# START OF Record extracts

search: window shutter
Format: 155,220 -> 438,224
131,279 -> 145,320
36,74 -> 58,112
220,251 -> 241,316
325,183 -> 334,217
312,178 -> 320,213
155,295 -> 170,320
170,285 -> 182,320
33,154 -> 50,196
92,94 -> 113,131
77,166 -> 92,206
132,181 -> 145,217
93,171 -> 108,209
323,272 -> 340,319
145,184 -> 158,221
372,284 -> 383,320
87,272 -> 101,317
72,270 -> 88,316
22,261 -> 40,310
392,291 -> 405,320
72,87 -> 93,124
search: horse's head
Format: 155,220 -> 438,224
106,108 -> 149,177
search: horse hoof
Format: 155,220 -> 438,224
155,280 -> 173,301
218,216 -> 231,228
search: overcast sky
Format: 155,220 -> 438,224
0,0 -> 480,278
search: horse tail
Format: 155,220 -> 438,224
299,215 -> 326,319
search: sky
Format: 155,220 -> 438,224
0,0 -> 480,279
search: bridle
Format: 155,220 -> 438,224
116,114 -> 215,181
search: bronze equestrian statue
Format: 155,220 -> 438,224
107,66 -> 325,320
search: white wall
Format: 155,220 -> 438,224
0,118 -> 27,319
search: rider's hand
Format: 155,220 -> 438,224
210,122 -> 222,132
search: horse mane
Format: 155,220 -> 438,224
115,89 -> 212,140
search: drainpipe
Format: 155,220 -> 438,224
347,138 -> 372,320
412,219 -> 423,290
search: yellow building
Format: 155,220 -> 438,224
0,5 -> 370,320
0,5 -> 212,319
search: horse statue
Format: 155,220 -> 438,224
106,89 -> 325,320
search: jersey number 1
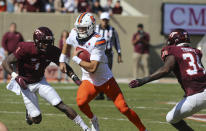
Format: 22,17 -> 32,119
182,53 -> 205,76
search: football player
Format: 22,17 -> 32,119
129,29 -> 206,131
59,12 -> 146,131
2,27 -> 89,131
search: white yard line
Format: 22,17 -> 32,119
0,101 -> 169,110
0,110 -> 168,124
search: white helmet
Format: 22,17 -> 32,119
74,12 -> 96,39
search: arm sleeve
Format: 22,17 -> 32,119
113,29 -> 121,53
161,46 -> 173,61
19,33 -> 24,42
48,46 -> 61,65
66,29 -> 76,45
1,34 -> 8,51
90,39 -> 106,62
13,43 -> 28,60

# END OF Record extracts
# START OF Record extracts

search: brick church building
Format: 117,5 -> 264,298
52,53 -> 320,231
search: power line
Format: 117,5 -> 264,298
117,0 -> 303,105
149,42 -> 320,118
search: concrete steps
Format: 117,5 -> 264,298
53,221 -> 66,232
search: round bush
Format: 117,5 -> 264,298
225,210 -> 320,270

# END OF Record extracts

Output the stretch of data from the line containing "search: window shutter" through the line containing "0,118 -> 27,319" as a Markdown table with the columns "Row" and "Entry", leaving out any blank lines.

| Row | Entry |
|---|---|
| 1 | search: window shutter |
| 2 | Format: 155,220 -> 438,224 |
| 3 | 131,279 -> 145,320 |
| 4 | 36,74 -> 58,112 |
| 5 | 220,251 -> 241,316 |
| 6 | 325,183 -> 334,217 |
| 7 | 312,178 -> 320,213 |
| 8 | 155,295 -> 170,320 |
| 9 | 170,285 -> 182,320 |
| 10 | 33,154 -> 50,196 |
| 11 | 92,94 -> 113,131 |
| 12 | 77,166 -> 92,206 |
| 13 | 132,181 -> 145,217 |
| 14 | 93,171 -> 108,209 |
| 15 | 323,272 -> 340,319 |
| 16 | 145,184 -> 158,221 |
| 17 | 372,284 -> 383,320 |
| 18 | 87,272 -> 101,317 |
| 19 | 72,270 -> 88,316 |
| 20 | 22,261 -> 40,310 |
| 21 | 392,291 -> 405,320 |
| 22 | 72,87 -> 93,124 |
| 23 | search: horse's head |
| 24 | Format: 155,220 -> 438,224 |
| 25 | 106,108 -> 149,177 |
| 26 | search: horse hoof |
| 27 | Format: 155,220 -> 438,224 |
| 28 | 155,280 -> 173,301 |
| 29 | 218,216 -> 231,228 |
| 30 | search: overcast sky |
| 31 | Format: 155,220 -> 438,224 |
| 32 | 0,0 -> 480,278 |
| 33 | search: horse tail |
| 34 | Format: 155,220 -> 438,224 |
| 35 | 299,215 -> 326,319 |
| 36 | search: sky |
| 37 | Format: 155,220 -> 438,224 |
| 38 | 0,0 -> 480,279 |
| 39 | search: bridle |
| 40 | Format: 155,220 -> 438,224 |
| 41 | 116,114 -> 215,181 |
| 42 | search: bronze equestrian statue |
| 43 | Format: 155,220 -> 438,224 |
| 44 | 107,66 -> 325,320 |
| 45 | search: white wall |
| 46 | Format: 155,220 -> 438,224 |
| 47 | 0,118 -> 27,319 |